[Dataset entries]
------------
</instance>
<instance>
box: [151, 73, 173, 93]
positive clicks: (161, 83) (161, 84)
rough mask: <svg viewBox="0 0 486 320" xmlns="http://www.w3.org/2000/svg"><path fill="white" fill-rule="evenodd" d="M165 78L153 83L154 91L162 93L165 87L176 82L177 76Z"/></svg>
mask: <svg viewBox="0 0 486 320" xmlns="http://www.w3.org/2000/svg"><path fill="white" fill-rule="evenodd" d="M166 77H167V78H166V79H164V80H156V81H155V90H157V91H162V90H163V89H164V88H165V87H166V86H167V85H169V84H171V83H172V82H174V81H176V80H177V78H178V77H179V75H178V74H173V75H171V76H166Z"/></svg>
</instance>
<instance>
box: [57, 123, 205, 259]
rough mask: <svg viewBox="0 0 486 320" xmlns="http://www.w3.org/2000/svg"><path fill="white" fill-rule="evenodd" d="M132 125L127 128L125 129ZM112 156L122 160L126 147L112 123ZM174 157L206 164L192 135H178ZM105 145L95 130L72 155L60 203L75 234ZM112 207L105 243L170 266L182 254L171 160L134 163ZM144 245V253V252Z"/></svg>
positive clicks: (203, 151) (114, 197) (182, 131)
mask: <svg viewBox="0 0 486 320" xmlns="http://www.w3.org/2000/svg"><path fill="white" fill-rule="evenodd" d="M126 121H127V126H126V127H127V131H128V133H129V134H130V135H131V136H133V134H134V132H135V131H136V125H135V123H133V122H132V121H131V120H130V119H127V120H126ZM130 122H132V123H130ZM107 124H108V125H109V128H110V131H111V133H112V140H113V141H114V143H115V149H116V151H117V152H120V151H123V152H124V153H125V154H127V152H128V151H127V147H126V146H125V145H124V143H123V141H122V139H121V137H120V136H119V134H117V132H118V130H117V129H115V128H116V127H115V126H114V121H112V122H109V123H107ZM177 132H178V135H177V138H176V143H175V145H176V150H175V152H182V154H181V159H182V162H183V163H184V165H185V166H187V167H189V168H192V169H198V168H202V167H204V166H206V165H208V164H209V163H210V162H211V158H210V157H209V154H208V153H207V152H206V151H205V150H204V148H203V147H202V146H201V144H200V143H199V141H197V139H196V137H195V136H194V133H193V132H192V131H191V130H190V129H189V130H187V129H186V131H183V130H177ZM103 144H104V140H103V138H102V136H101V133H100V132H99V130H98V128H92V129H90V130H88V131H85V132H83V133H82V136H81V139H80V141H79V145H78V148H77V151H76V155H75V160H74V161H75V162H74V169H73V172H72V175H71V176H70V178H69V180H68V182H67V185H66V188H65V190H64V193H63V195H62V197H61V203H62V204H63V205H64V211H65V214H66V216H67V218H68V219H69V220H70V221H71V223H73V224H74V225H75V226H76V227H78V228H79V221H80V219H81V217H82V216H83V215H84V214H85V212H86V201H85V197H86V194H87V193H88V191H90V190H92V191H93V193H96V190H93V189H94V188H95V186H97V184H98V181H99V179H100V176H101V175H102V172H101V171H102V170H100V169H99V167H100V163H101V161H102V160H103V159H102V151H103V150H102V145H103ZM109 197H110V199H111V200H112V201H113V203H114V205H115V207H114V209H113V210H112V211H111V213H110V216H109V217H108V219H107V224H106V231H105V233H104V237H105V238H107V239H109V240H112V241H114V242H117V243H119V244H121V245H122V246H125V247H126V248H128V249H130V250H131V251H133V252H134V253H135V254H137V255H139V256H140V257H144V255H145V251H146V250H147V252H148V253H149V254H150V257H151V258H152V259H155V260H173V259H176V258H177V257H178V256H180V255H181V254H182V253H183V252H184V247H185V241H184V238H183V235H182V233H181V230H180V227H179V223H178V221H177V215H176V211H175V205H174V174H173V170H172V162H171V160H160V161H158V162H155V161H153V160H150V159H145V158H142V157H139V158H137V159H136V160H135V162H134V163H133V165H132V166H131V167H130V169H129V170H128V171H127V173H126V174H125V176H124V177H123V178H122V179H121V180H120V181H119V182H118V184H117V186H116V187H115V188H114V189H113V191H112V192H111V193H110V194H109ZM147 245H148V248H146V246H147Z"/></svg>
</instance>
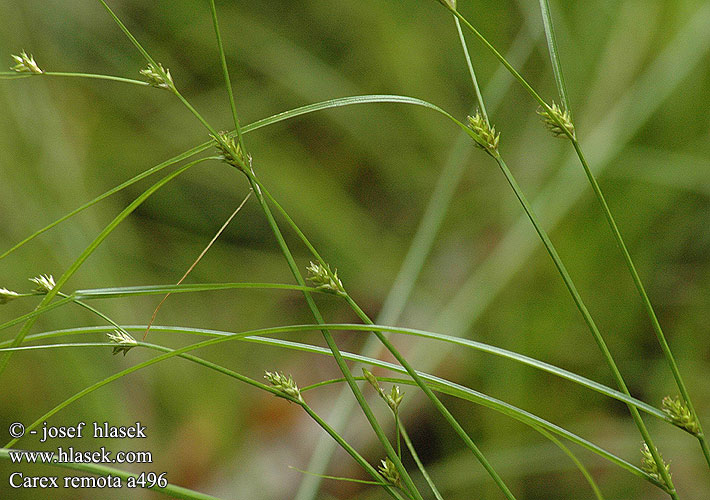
------------
[Your objective] The entries should be reproduced word for word, pictures omitted.

[Task response]
</instance>
<instance>
box: [151, 73, 173, 93]
positive clicks: (161, 83) (161, 84)
rough mask: <svg viewBox="0 0 486 320" xmlns="http://www.w3.org/2000/svg"><path fill="white" fill-rule="evenodd" d="M165 78L153 83L154 91L162 93L165 87L176 82L177 76Z"/></svg>
mask: <svg viewBox="0 0 486 320" xmlns="http://www.w3.org/2000/svg"><path fill="white" fill-rule="evenodd" d="M166 77H167V78H166V79H164V80H156V81H155V90H157V91H162V90H163V89H164V88H165V87H166V86H167V85H169V84H171V83H172V82H174V81H176V80H177V78H178V77H179V75H178V74H173V75H171V76H166Z"/></svg>
</instance>
<instance>
box: [57, 123, 205, 259]
rough mask: <svg viewBox="0 0 486 320" xmlns="http://www.w3.org/2000/svg"><path fill="white" fill-rule="evenodd" d="M132 125L127 128L125 129ZM112 156L122 160L126 147L112 123ZM174 157L206 164L192 135H178ZM105 145L95 130L72 155L60 203L75 234ZM112 207L105 243L170 266L182 254L171 160L134 163ZM144 245V253V252Z"/></svg>
positive clicks: (203, 151) (114, 197) (182, 131)
mask: <svg viewBox="0 0 486 320" xmlns="http://www.w3.org/2000/svg"><path fill="white" fill-rule="evenodd" d="M126 121H127V126H126V127H127V131H128V133H129V134H130V135H131V136H133V134H134V132H135V131H136V125H135V123H133V122H132V121H131V120H130V119H127V120H126ZM130 122H132V123H130ZM107 124H108V125H109V128H110V131H111V133H112V140H113V141H114V143H115V149H116V151H117V152H120V151H123V152H124V153H125V154H127V152H128V151H127V147H126V146H125V145H124V143H123V141H122V139H121V137H120V136H119V134H117V132H118V130H117V129H115V128H116V127H115V126H114V121H112V122H109V123H107ZM177 132H178V135H177V138H176V143H175V145H176V150H175V152H182V154H181V159H182V162H183V163H184V165H185V166H187V167H189V168H192V169H198V168H202V167H204V166H206V165H208V164H209V163H210V162H211V158H210V157H209V154H208V153H207V152H206V151H205V150H204V148H203V147H202V146H201V144H200V143H199V141H197V139H196V137H195V136H194V133H193V132H192V131H191V130H190V129H189V130H187V129H186V131H183V130H177ZM103 144H104V140H103V138H102V136H101V133H100V132H99V130H98V128H92V129H90V130H88V131H85V132H83V133H82V136H81V139H80V141H79V145H78V148H77V151H76V155H75V160H74V161H75V162H74V169H73V172H72V175H71V176H70V178H69V180H68V182H67V185H66V188H65V190H64V193H63V195H62V197H61V203H62V204H63V205H64V211H65V214H66V216H67V218H68V219H69V220H70V221H71V223H73V224H74V225H75V226H76V227H78V228H79V221H80V219H81V217H82V216H83V215H84V214H85V212H86V201H85V197H86V194H87V193H88V191H90V190H92V191H93V193H96V190H93V189H94V188H95V186H97V184H98V181H99V179H100V176H101V175H102V172H101V171H102V170H100V169H99V167H100V163H101V161H102V160H103V159H102V151H103V150H102V145H103ZM109 197H110V199H111V200H112V201H113V203H114V205H115V207H114V209H113V210H112V211H111V213H110V216H109V217H108V219H107V224H106V231H105V233H104V237H105V238H107V239H109V240H112V241H114V242H117V243H119V244H121V245H122V246H125V247H126V248H128V249H130V250H131V251H133V252H134V253H135V254H137V255H139V256H140V257H144V255H145V251H146V250H147V252H148V253H149V254H150V257H151V258H152V259H155V260H173V259H176V258H177V257H178V256H180V255H181V254H182V253H183V252H184V247H185V241H184V238H183V235H182V233H181V230H180V227H179V223H178V221H177V215H176V211H175V205H174V174H173V170H172V162H171V160H160V161H158V162H155V161H153V160H150V159H145V158H142V157H139V158H137V159H136V160H135V162H134V163H133V165H132V166H131V167H130V169H129V170H128V171H127V173H126V174H125V176H124V177H123V178H122V179H121V180H120V181H119V182H118V184H117V186H116V187H115V188H114V189H113V191H112V192H111V193H110V194H109ZM147 245H148V248H146V246H147Z"/></svg>
</instance>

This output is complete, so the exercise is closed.